**Obiettivo**
Nel documento sugli Stati Uniti d'Europa riportato sotto, indica tutti gli organi a cui Victor Hugo paragona il futuro Senato europeo, ciascuno insieme al paese a cui lo associa.

**Documento**
-=-=-=-=-
Amiamo la patria perché
amiamo tutte le patrie.
Giuseppe Mazzini
In qualità di componente dell’Assemblea legislativa francese, Victor Hugo, quale presidente della Conferenza di pace di Parigi nel 1849 illustra le idee circa Gli Stati Uniti d’Europa. Le parole di Hugo a Parigi sono visionarie, anticipatorie, lungimiranti, e terribilmente attuali:
Verrà un giorno in cui la guerra sembrerà così assurda fra Parigi e Londra, fra Pietroburgo e Berlino, fra Vienna e Torino da sembrare impossibile esattamente come, ai giorni nostri, lo sarebbe una guerra fra Rouen e Amiens […] Verrà un giorno in cui […] voi tutte, nazioni del continente, senza perdere le vostre qualità distinte e le vostre gloriose individualità, vi stringerete in un’unità superiore e costruirete la fratellanza europea […] Verrà un giorno in cui non esisteranno più altri campi di battaglia se non i mercati, che si apriranno al commercio, e le menti, che si apriranno alle idee. Verrà un giorno in cui le pallottole e le granate saranno sostituite dal diritto di voto, dal suffragio universale dei popoli, dal tribunale arbitrale di un Senato grande e sovrano che sarà per l’Europa ciò che il Parlamento è per l’Inghilterra, la Dieta per la Germania, l’Assemblea legislativa per la Francia.
-=-=-=-=-
**Materiale fornito**
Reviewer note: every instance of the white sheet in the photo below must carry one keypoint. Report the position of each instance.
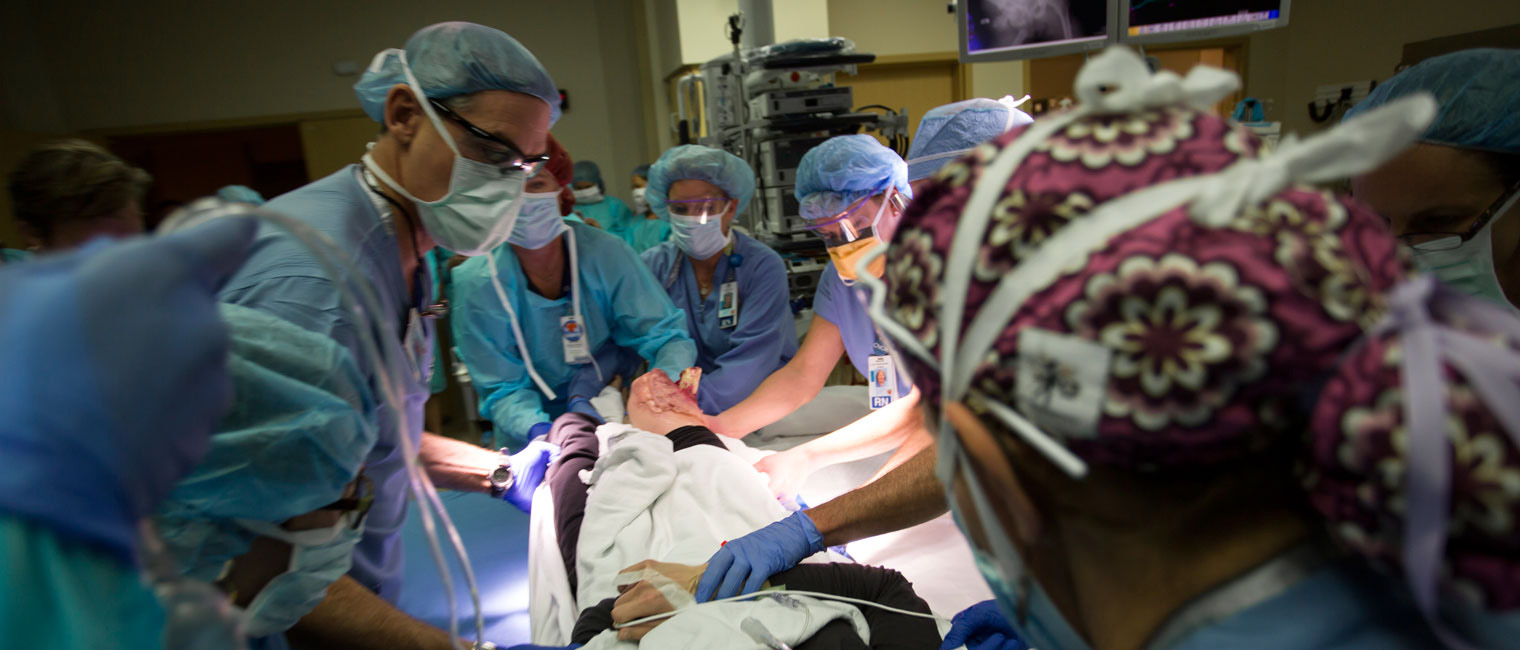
-=-=-=-=-
**Risultato**
- il Parlamento, per l'Inghilterra
- la Dieta, per la Germania
- l'Assemblea legislativa, per la Francia